◆ **Work required**: Starting with the line that contains "Is any woman's nose" and continuing through the last line of the records, rewrite those lines as a Markdown table with the columns Row and Line, numbering each row and leaving out blank lines.

(Rows from a box labeling dataset)
** start **
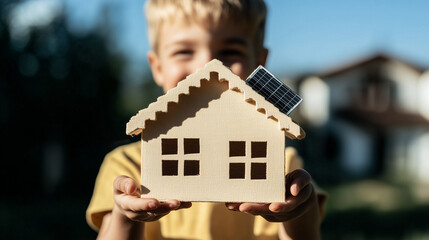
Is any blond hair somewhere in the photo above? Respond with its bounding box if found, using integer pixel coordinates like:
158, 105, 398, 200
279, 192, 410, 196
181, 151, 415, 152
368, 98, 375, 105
145, 0, 267, 52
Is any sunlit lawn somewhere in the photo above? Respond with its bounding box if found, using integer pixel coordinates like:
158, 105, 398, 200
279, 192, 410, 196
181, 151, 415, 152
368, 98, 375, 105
322, 180, 429, 240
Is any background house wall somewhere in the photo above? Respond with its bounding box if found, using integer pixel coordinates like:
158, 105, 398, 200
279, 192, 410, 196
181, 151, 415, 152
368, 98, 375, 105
298, 55, 429, 182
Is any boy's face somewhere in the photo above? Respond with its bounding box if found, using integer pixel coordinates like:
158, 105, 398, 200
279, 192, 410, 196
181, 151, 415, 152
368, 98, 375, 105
148, 18, 268, 92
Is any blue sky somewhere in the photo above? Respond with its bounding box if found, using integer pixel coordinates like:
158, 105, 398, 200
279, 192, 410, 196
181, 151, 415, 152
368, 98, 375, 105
63, 0, 429, 76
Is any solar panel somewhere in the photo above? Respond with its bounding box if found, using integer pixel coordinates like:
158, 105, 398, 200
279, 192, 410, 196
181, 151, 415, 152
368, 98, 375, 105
246, 66, 302, 115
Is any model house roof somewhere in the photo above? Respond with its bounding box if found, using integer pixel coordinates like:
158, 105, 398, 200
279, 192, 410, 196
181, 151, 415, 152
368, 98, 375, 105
126, 59, 305, 139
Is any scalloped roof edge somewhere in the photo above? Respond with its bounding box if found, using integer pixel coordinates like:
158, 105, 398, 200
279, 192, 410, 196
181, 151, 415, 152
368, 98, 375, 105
126, 59, 305, 139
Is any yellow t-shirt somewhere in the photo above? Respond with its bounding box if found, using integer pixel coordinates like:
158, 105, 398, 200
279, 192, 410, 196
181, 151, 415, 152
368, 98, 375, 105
86, 142, 324, 240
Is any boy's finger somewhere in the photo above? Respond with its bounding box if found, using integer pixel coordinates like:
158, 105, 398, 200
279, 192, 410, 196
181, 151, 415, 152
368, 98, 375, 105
113, 176, 137, 194
239, 203, 270, 214
225, 203, 241, 211
286, 169, 311, 196
280, 184, 314, 212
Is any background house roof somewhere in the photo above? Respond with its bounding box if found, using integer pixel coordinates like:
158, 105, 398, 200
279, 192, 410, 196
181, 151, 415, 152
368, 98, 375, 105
126, 59, 305, 139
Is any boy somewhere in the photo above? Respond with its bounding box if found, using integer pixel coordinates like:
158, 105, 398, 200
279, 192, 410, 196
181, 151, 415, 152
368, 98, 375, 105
87, 0, 321, 239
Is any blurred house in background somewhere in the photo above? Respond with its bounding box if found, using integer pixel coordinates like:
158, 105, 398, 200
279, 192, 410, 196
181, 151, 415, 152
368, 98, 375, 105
297, 54, 429, 182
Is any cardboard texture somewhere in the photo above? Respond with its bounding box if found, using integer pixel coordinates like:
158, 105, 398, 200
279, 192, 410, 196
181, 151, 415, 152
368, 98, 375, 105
126, 60, 305, 202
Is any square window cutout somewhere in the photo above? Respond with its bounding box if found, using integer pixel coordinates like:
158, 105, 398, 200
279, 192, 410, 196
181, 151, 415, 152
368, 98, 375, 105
161, 138, 177, 155
162, 160, 179, 176
184, 160, 200, 176
250, 163, 267, 179
251, 142, 267, 158
229, 141, 246, 157
183, 138, 200, 154
229, 163, 245, 179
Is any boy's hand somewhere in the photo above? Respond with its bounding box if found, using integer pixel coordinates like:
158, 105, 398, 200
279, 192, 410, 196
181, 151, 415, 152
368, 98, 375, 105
113, 176, 192, 222
226, 169, 316, 222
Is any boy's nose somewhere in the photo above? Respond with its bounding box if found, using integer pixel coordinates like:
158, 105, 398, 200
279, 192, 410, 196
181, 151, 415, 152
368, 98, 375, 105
197, 51, 216, 68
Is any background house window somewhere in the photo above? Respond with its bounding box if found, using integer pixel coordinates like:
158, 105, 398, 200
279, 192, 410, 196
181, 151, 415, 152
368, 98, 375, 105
250, 162, 267, 179
184, 160, 200, 176
251, 142, 267, 158
162, 160, 179, 176
229, 163, 246, 179
229, 141, 246, 157
161, 138, 177, 155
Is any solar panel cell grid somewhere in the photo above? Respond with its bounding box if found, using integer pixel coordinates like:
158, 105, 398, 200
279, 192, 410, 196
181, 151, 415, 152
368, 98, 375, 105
246, 66, 302, 115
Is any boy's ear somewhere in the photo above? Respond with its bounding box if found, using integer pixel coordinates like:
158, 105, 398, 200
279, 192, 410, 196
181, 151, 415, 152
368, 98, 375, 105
257, 48, 269, 66
147, 51, 164, 88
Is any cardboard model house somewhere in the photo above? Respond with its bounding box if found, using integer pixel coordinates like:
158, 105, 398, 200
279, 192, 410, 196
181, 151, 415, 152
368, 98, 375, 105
126, 60, 305, 202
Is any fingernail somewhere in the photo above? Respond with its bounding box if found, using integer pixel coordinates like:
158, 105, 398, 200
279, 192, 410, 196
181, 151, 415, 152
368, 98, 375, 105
168, 202, 179, 208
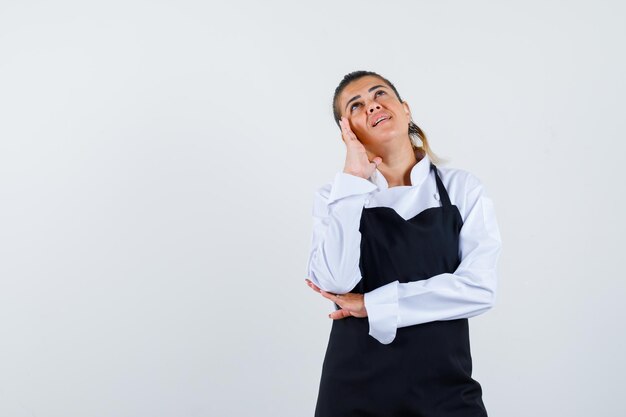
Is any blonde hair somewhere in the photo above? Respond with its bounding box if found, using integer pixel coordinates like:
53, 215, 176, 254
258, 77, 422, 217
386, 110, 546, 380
333, 71, 449, 165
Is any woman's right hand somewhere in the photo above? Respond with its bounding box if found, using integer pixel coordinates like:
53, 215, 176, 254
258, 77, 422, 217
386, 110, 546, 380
339, 117, 383, 179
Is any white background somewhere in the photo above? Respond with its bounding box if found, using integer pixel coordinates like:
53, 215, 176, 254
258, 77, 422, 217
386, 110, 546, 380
0, 0, 626, 417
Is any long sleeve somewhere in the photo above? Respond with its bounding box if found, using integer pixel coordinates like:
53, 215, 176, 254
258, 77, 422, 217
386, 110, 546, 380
307, 172, 378, 294
364, 175, 502, 344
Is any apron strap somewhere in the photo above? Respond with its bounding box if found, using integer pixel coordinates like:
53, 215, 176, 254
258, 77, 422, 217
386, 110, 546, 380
430, 161, 452, 207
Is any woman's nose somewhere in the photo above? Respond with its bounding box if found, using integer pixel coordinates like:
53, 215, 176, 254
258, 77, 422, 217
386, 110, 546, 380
368, 103, 380, 113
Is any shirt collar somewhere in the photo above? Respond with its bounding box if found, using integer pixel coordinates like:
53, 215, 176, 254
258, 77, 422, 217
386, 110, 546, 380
369, 153, 430, 190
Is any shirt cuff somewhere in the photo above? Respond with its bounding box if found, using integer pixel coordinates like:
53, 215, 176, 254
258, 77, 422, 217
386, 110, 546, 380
364, 281, 398, 345
328, 171, 378, 204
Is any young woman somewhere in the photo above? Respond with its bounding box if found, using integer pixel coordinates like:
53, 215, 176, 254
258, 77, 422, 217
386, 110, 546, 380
306, 71, 501, 417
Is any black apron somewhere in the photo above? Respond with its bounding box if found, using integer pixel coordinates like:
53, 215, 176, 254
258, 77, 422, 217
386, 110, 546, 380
315, 162, 487, 417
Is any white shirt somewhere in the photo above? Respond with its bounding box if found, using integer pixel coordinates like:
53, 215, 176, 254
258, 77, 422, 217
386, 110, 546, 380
** end **
◆ **Task response**:
| Row | Line |
|---|---|
| 1 | Is any woman's nose somewhere in the photo above? Respond with its bounding box if found, using integer pixel coordinates like: |
| 2 | 53, 215, 176, 254 |
| 3 | 258, 77, 422, 217 |
| 4 | 386, 110, 546, 380 |
| 5 | 368, 103, 380, 113 |
| 6 | Is any shirt collar somewhere in the photo above? Respond with its bounding box if found, using integer pixel coordinates like: |
| 7 | 53, 215, 176, 254 |
| 8 | 258, 77, 422, 217 |
| 9 | 386, 110, 546, 380 |
| 10 | 369, 153, 430, 190 |
| 11 | Is any shirt cuff somewhere in the photo above? Respond with its bounding box if found, using integer pixel coordinates like: |
| 12 | 53, 215, 176, 254 |
| 13 | 258, 77, 422, 217 |
| 14 | 386, 110, 546, 380 |
| 15 | 364, 281, 398, 345 |
| 16 | 328, 171, 378, 204 |
| 17 | Is any young woman somewhere in the photo above? Respond with its bounding box if found, using integer pixel coordinates like: |
| 18 | 53, 215, 176, 254 |
| 19 | 258, 77, 422, 217 |
| 20 | 386, 110, 546, 380 |
| 21 | 306, 71, 501, 417 |
| 22 | Is any black apron somewhere in the photo above? Respond with its bounding box if found, using integer pixel coordinates like: |
| 23 | 53, 215, 176, 254 |
| 24 | 258, 77, 422, 217 |
| 25 | 386, 110, 546, 380 |
| 26 | 315, 162, 487, 417 |
| 27 | Is any white shirt somewhere in the photo above? Respond with its bounding box if found, using integer pixel coordinates like: |
| 28 | 53, 215, 176, 254 |
| 29 | 258, 77, 422, 217 |
| 30 | 386, 110, 546, 380 |